• [TASKS TO COMPLETE]:
A – In the article on Federal Reserve margin requirements, which transactions will be exempt from the new rules?
B – Translate this sentence from the article on Federal Reserve margin requirements into Spanish: "Critics, however, are concerned that the margin requirements could further limit liquidity, particularly during periods of market stress."

• [ARTICLE]:
*****

The Wall Street Journal reports that the Federal Reserve is looking to adjust margin requirements on “securities-financing transactions” in an effort to address concerns over “shadow banking.” Fed Governor Daniel Tarullo last month said that the new rules would apply to “repo, reverse repo, securities lending and borrowing, and securities margin lending--transactions that are the lifeblood of many kinds of shadow banks.” However, the article notes that the rules will exempt transactions using Treasurys and U.S. agency securities as collateral, which account for more than two-thirds of securities-financing transactions.

In a speech last month, Federal Reserve Vice Chair Stanley Fischer suggested that “more stringent regulation of the banking sector may push short-term financing activities to less regulated entities” and thus new rules applicable to all market participants are needed to limit “regulatory arbitrage.” Similarly, Tarullo argued that the margin requirements “would serve as a mechanism for limiting the build-up of leverage in the financial system.”  Also reducing regulatory arbitrage is a global agreement reached late last year where regulators from 25 other economies agreed to adopt similar rules to prevent firms from moving the transactions offshore. Critics, however, are concerned that the margin requirements could further limit liquidity, particularly during periods of market stress.

The Fed’s power to act in this area stems from provisions in the Securities Exchange Act of 1934, though it has not exercised the power since the mid-1970’s, according to the Wall Street Journal. The article noted that “[b]y the 1980s, policy makers considered such powers obsolete, as increasingly sophisticated investors found ways around the requirements, and Washington had come to embrace a greater deference to Wall Street.” The Wall Street Journal reports that Federal Reserve believes that the new margin requirements “are one of the few tools available to curb some of the destabilizing excesses exposed during the 2008 financial collapse.”

*****

• [RECORD EXTRACTS]:
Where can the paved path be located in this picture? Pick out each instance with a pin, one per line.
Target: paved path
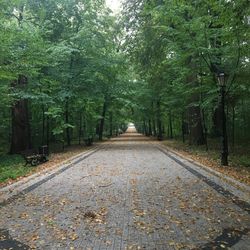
(127, 195)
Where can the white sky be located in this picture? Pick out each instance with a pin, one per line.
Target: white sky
(114, 5)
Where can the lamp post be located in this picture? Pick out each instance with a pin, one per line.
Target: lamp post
(222, 84)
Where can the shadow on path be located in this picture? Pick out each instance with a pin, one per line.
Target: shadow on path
(6, 242)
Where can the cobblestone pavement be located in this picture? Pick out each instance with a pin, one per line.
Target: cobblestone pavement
(127, 195)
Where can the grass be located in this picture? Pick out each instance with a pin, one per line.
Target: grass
(239, 157)
(12, 167)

*****

• [RESULTS OF THE TASKS]:
A – Transactions that use Treasurys and U.S. agency securities as collateral will be exempt.

B – Sin embargo, a los críticos les preocupa que los requisitos de margen puedan limitar aún más la liquidez, en particular durante periodos de tensión en el mercado.